DOCUMENT SEGMENT:

========================

Tragedy, Crime, and Abortion

We are all acutely aware of how difficult it is to find our footing in this turbulent time. Our eyes and ears are assailed with violence, lies, and destruction, blinding us to the beauty of the creation and of the love that sustains us day by day. Our language itself is torn apart as people use words as weapons in their own search for power and domination. We lose the capacity to think, communicate, and construct a common world of meaning.

As I pick through the cacophony of news, I, like you, have been trying to grapple with the consequences of the US Supreme Court’s recent Dobbs decision overthrowing 50 years of women’s right to control their own reproductive lives. In the process I have been thinking about tragedy and crime, and about the clash between static and developmental views of reality. In short, like any academic, I have been thinking about Aristotle and Plato.

========================

SUPPLIED RECORDS:
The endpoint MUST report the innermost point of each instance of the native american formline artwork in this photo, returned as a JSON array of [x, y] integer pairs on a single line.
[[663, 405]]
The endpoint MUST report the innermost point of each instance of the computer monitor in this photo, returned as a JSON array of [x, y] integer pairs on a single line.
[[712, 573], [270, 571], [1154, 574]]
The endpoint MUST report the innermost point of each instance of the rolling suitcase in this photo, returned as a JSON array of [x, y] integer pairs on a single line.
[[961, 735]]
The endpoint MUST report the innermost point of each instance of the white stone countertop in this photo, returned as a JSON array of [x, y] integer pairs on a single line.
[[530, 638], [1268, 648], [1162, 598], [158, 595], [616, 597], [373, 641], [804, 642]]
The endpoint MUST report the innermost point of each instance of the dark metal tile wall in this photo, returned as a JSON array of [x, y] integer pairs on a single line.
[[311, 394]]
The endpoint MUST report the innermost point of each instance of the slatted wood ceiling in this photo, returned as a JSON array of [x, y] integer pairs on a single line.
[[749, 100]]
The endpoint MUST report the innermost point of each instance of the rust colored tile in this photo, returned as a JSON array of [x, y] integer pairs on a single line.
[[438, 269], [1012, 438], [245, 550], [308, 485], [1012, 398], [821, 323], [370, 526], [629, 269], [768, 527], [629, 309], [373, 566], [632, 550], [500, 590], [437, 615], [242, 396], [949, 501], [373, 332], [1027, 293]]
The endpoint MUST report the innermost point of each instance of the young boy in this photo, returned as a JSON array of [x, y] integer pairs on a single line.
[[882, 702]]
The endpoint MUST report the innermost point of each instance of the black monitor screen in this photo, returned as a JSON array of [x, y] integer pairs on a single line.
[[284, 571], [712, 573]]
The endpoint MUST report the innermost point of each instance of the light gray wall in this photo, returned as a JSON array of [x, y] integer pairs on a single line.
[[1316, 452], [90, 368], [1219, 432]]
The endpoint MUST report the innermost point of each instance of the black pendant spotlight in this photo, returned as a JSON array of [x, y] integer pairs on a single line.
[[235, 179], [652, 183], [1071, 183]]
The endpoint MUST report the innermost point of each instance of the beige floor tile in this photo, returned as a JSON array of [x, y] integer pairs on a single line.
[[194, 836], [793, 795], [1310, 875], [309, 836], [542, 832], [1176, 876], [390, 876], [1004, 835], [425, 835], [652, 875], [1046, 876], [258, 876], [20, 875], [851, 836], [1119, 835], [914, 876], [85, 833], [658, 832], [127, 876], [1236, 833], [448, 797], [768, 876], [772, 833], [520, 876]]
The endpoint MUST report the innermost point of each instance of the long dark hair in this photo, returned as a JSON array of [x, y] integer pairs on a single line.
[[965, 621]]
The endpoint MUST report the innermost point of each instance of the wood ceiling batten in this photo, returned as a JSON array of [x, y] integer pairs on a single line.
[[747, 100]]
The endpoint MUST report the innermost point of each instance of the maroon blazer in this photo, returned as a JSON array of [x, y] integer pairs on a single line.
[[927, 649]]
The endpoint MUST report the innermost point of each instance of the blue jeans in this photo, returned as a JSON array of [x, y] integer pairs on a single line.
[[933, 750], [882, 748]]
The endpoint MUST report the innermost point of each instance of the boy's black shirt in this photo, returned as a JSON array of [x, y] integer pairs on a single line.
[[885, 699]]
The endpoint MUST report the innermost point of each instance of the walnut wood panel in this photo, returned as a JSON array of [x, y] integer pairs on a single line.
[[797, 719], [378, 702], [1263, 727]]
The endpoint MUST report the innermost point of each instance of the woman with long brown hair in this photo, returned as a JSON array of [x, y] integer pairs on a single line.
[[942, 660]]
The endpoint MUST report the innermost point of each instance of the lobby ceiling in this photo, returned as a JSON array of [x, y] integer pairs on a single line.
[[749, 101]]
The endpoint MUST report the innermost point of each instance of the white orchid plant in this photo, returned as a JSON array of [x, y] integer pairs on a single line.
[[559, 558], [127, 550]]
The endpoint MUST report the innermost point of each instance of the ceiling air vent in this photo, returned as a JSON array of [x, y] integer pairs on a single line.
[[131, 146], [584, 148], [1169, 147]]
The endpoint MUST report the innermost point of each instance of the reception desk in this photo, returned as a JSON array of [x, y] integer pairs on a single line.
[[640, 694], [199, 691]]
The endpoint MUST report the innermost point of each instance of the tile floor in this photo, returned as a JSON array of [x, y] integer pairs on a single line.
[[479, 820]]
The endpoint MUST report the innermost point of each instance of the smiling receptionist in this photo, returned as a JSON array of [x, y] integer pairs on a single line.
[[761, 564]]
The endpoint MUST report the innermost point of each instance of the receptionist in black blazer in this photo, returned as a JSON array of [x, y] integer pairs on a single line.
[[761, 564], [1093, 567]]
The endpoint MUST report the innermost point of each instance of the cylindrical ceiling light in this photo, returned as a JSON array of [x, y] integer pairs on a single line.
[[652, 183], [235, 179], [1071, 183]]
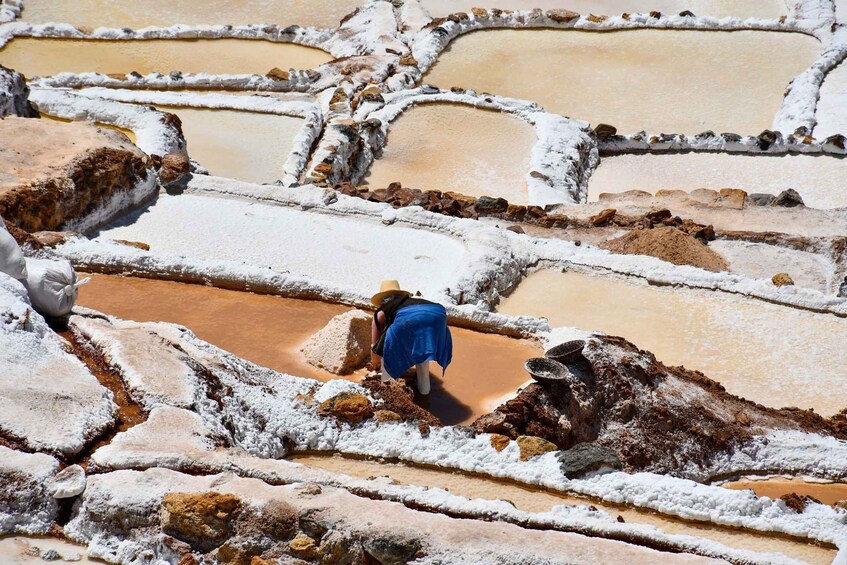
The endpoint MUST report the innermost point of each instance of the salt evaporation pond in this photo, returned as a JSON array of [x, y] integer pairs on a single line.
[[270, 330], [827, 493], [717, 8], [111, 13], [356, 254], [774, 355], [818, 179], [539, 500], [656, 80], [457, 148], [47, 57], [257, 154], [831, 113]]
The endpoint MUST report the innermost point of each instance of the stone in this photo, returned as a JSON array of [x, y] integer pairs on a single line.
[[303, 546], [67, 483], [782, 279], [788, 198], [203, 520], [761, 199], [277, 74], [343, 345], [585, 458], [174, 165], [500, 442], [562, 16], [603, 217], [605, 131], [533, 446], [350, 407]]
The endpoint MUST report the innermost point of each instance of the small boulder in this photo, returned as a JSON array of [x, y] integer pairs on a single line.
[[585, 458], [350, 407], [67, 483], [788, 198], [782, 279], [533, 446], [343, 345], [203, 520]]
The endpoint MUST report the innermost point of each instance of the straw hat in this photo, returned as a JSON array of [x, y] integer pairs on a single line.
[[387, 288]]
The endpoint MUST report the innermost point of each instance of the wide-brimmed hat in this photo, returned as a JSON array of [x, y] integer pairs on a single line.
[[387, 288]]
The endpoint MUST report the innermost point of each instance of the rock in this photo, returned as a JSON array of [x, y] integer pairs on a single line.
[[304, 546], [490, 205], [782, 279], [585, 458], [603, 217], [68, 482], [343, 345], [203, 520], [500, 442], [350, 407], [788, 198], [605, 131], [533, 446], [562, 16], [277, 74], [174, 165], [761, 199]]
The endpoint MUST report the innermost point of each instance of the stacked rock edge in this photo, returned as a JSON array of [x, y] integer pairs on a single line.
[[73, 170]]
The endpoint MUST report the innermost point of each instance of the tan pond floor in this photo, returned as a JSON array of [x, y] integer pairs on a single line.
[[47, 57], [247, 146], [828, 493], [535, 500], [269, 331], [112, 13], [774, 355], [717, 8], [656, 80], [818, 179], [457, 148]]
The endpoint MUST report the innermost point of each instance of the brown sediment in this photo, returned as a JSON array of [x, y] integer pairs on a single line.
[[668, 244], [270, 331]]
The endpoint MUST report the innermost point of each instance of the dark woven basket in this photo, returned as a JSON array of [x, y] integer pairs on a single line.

========================

PROBLEMS AND TASKS:
1 – In the essay on tragedy, crime, and abortion, which two philosophers does the writer say they have been thinking about?
2 – Convert the listing's lines into a Markdown table with the columns Row and Line, starting at the line containing "of the stone" and ending at the line containing "446], [350, 407]]". Give each line a row number, leave out blank lines, and include no other lines.

TASK RESULTS:
1 – Aristotle and Plato.

2 –
| Row | Line |
|---|---|
| 1 | The endpoint MUST report the innermost point of each instance of the stone in this photo, returned as a JSON array of [x, y] integer pairs on a single line. |
| 2 | [[303, 546], [67, 483], [782, 279], [788, 198], [203, 520], [761, 199], [277, 74], [343, 345], [585, 458], [174, 165], [500, 442], [562, 16], [603, 217], [605, 131], [533, 446], [350, 407]] |